§ **SET PROBLEM**
Copy out the lines from the one containing "Expected: one point per instance of the second" to the one containing "(1294, 540)", both included, with no changes.

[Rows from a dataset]
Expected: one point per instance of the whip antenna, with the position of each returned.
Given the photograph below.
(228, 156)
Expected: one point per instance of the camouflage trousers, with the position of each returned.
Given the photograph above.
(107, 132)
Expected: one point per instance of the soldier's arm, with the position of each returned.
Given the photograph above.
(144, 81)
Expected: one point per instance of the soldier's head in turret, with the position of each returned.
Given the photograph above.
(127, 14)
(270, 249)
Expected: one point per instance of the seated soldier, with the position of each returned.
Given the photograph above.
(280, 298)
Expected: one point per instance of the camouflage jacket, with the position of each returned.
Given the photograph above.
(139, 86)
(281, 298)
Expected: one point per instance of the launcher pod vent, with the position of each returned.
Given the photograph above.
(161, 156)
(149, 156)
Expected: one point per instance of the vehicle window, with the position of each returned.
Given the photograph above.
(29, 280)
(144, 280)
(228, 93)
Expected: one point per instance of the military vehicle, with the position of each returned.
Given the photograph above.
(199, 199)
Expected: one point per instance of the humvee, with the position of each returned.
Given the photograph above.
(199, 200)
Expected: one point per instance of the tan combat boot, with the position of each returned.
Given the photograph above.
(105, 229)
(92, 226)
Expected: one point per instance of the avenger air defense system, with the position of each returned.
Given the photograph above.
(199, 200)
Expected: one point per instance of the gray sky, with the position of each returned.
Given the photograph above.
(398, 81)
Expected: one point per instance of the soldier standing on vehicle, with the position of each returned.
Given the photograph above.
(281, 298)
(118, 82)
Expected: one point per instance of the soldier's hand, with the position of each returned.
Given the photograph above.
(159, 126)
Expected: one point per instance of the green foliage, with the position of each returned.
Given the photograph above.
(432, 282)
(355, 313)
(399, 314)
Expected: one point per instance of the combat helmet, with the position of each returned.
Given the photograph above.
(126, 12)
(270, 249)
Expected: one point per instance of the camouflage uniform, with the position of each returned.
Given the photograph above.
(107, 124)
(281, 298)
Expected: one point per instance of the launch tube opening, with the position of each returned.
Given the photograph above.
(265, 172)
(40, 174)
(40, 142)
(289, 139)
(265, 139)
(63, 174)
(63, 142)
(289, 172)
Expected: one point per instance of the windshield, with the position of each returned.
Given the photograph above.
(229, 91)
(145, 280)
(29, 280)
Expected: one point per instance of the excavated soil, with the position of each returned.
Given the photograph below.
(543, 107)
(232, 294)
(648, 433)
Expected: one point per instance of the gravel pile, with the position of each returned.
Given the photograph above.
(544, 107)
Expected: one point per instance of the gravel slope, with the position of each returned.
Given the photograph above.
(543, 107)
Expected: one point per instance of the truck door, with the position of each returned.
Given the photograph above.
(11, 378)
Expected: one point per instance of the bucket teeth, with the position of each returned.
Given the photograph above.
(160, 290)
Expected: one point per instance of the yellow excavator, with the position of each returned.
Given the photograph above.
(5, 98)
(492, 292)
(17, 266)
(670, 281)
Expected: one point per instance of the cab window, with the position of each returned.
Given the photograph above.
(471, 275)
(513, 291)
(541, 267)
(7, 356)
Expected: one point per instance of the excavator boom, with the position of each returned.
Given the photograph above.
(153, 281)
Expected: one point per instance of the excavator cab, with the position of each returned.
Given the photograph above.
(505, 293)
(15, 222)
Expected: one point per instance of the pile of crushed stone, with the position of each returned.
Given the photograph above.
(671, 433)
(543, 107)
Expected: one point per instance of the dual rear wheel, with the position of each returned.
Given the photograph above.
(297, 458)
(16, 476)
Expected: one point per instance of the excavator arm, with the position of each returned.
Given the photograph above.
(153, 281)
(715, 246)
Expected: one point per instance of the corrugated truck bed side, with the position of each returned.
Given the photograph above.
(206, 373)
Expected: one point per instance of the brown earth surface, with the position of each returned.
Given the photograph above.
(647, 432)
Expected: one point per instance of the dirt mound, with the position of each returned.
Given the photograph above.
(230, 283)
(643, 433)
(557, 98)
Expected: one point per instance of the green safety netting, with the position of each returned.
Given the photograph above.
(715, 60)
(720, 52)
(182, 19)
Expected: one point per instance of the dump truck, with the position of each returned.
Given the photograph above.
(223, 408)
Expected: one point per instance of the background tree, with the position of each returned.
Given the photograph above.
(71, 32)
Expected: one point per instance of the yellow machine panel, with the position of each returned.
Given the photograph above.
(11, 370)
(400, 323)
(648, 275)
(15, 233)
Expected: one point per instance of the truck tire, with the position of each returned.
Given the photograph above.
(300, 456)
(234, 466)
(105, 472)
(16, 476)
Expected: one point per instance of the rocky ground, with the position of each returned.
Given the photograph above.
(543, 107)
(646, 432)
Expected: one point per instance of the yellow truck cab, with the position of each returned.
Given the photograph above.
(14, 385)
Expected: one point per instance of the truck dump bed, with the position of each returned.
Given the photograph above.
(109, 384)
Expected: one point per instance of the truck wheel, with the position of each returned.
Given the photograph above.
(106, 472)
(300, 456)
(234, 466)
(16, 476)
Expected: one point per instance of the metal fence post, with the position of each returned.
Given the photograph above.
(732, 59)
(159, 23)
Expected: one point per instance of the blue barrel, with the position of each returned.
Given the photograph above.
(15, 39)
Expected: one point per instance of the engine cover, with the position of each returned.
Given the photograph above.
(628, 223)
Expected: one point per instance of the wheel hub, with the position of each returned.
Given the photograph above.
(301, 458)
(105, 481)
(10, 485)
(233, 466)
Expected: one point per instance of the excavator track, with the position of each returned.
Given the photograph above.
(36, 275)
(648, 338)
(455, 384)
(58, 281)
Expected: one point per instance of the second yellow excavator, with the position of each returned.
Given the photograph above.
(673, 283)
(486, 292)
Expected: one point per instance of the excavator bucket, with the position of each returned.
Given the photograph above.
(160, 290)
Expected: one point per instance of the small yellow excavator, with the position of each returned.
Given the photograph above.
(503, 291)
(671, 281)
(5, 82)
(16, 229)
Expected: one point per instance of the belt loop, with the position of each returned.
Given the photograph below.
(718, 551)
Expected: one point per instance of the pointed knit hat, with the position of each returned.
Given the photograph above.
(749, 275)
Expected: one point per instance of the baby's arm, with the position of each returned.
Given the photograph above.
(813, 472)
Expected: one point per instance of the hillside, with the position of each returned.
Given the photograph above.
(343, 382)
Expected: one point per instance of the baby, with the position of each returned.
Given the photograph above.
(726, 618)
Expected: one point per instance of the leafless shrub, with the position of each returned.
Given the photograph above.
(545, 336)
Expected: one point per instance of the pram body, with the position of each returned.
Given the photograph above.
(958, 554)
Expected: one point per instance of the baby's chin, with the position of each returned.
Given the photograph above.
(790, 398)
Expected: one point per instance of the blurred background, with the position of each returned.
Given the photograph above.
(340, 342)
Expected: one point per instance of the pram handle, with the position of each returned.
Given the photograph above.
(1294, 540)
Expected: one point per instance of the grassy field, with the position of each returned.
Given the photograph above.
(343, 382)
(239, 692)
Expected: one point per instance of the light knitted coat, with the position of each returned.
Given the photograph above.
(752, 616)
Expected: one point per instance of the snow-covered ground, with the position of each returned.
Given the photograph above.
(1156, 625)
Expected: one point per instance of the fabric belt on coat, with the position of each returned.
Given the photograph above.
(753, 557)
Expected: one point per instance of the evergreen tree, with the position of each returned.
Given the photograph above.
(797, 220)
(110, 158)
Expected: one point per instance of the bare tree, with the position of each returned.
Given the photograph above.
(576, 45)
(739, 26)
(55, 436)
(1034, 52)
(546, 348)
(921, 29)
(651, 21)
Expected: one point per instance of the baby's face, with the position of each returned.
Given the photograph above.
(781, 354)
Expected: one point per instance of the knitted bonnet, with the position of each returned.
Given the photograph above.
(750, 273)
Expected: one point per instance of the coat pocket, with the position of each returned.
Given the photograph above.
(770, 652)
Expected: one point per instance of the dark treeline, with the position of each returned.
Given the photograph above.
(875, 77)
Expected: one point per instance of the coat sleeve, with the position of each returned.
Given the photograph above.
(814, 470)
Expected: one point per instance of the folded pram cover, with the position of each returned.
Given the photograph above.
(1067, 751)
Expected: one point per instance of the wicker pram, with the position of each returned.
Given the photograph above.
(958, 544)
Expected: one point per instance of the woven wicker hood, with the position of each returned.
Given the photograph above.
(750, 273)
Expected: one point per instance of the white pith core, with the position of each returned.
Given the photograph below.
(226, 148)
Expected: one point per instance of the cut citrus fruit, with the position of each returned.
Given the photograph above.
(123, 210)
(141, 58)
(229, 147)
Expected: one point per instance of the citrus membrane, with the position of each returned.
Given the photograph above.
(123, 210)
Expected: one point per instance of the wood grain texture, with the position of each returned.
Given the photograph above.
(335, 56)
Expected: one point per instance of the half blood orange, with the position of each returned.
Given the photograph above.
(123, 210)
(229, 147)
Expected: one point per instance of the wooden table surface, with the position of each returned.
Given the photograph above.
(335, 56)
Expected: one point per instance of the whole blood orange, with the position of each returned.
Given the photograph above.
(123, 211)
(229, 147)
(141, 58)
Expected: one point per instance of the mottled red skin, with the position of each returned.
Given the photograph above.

§ **WRITTEN REPLY**
Expected: one point per instance of the second yellow excavator, with the position of each returned.
Given the photograph above.
(673, 283)
(486, 292)
Expected: one point per instance of the excavator bucket, with the position of each returned.
Given the photograph above.
(160, 290)
Expected: one point per instance of the small yellow excavator, with the position of each returned.
Given the photograph above.
(503, 291)
(671, 281)
(5, 82)
(16, 229)
Expected: one point per instance of the belt loop, with the position of each returned.
Given the photograph below.
(718, 551)
Expected: one point per instance of the pointed knit hat, with the position of each returned.
Given the photograph above.
(749, 275)
Expected: one point per instance of the baby's arm, with the position of each returned.
Given the photograph above.
(813, 472)
Expected: one point per instance of the hillside, with the position of each returned.
Given the photograph above.
(343, 382)
Expected: one point per instance of the baby, with the position of each returned.
Given the photograph above.
(726, 618)
Expected: one point per instance of the leafless shrub, with the position of each returned.
Given the photograph above.
(545, 336)
Expected: one point per instance of the pram body, with the position of each returned.
Given the photograph above.
(958, 554)
Expected: one point per instance of the baby's chin, with the position of each returned.
Given the photograph above.
(790, 398)
Expected: one point per instance of the blurred background, with the position of each returned.
Given the photograph above.
(340, 342)
Expected: one point per instance of the pram handle, with the position of each returned.
Given the photograph above.
(1294, 540)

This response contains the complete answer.